CONSIGNE A -
Répondez à ces questions sur l'extrait consacré à l'hagiographie :
(i) Quelle émission de Radio Caraïbes est citée, et qui la dirige ?
(ii) En quelle année eut lieu la conquête latine de Constantinople ?
(iii) À quels siècles la biographie des saints fut-elle excessivement embellie ?

EXTRAIT DU DOCUMENT -
Images d'illustration-
1- Louis IX, en partance pour la guerre en Égypte;
2- Quelques figures du panthéon vodou.
Je voudrais, d’entrée de jeu, questionner l´approche hagiographique, à Radio Caraïbes, de mon ami Dauphin, dans l´émission “ Intersection “, dirigée par Jean Monard Métellus, pour savoir s´il n´est pas venu le temps de reconsidérer les iconographies religieuses coloniales, dans une perspective d’authenticité culturelle, en tenant compte de la substance même des religions, quelles qu´elles soient Ɂ Dans un précédent article, j’avais dénoncé le caractère folklorique de l’occident chrétien, en particulier le catholicisme, qui porte robe et voile, culturellement orientaux, et qui s´en prend à la représentation vestimentaire islamique, non socialement admise, parce qu´appartenant à l´intégrisme et rappelant trop le “ terrorisme “. Seuls les vêtements liturgiques catholiques, pourtant de souche orientale, restent et demeurent signes de “ sainteté.
L´hagiographie, c´est cette branche de l´histoire religieuse qui traite de la vie et du culte des saints ; biographie, la plupart du temps, excessivement embellie, aux XIIe et XIIIe siècles, pour asseoir une idéologie dominante et pour consacrer le droit d’invasion et de massacre au nom du Christ. La conquête latine de Constantinople, en 1204, permit à l´Occident de se munir de reliques, de textes sacrés, d´icônes noires, qui seront blanchies pour les besoins de la cause, et beaucoup d´autres trésors. Ainsi naquirent les termes odieux, tels queː “saints guerriers“ ; “idéologie du glaive“ ; “exordium obligatoire“ ; “légende dorée“, et bien d’autres monstruosités du genre.

ENREGISTREMENTS FOURNIS -
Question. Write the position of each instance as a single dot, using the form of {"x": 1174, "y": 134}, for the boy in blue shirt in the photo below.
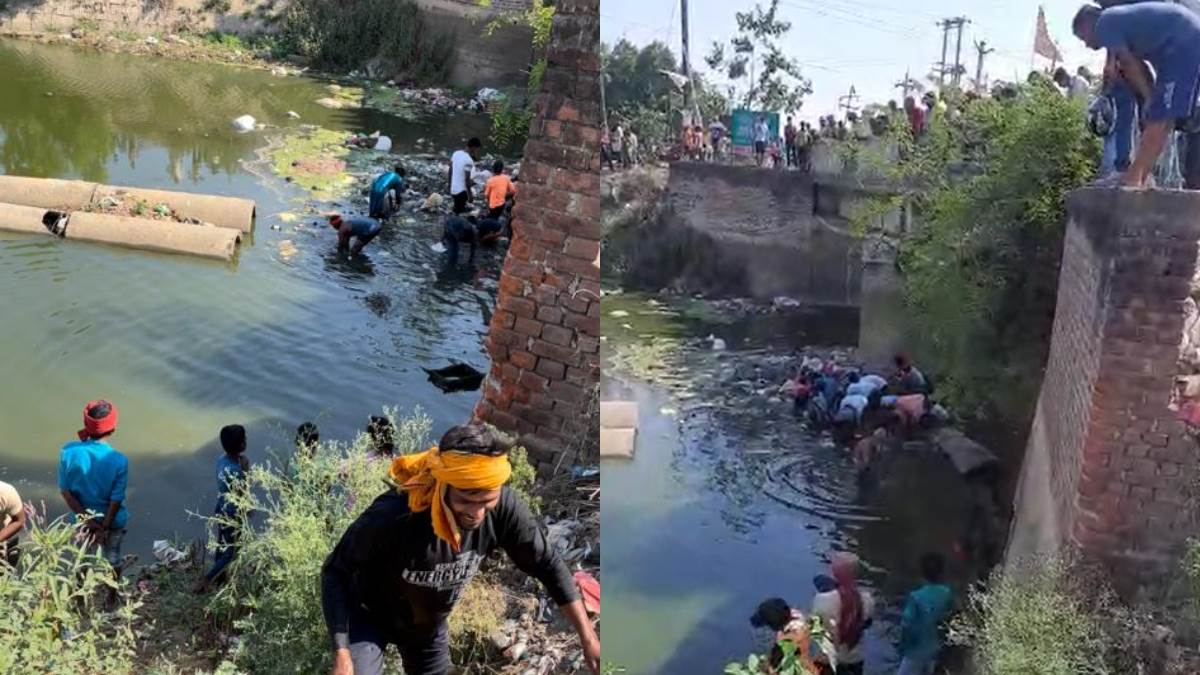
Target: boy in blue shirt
{"x": 93, "y": 478}
{"x": 921, "y": 635}
{"x": 385, "y": 192}
{"x": 232, "y": 467}
{"x": 1168, "y": 36}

CONSIGNE B - Recopiez à l'identique toutes les lignes des enregistrements ci-dessus, et non celles de l'extrait, en omettant les images.

RÉPONSE CORRECTE A -
(i) L'émission « Intersection », dirigée par Jean Monard Métellus.
(ii) En 1204.
(iii) Aux XIIe et XIIIe siècles.

RÉPONSE CORRECTE B -
Question. Write the position of each instance as a single dot, using the form of {"x": 1174, "y": 134}, for the boy in blue shirt in the photo below.
Target: boy in blue shirt
{"x": 93, "y": 478}
{"x": 921, "y": 635}
{"x": 385, "y": 192}
{"x": 232, "y": 467}
{"x": 1168, "y": 36}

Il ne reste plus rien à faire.